Exercise brief: Lay out the lines below as a Markdown table with two columns, Number and Text, giving each line its own row and skipping any blank ones. Leave the pictures out of your answer.
══════
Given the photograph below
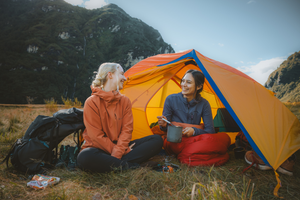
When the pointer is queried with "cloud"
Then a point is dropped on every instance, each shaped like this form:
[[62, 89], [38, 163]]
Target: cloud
══════
Task solution:
| Number | Text |
|---|---|
| 1 | Given the photograph below |
| 2 | When the pointer is queried with "cloud" |
| 3 | Then a point is dropped on every instance, each shaped like this form: |
| 4 | [[62, 89], [38, 163]] |
| 5 | Target: cloud |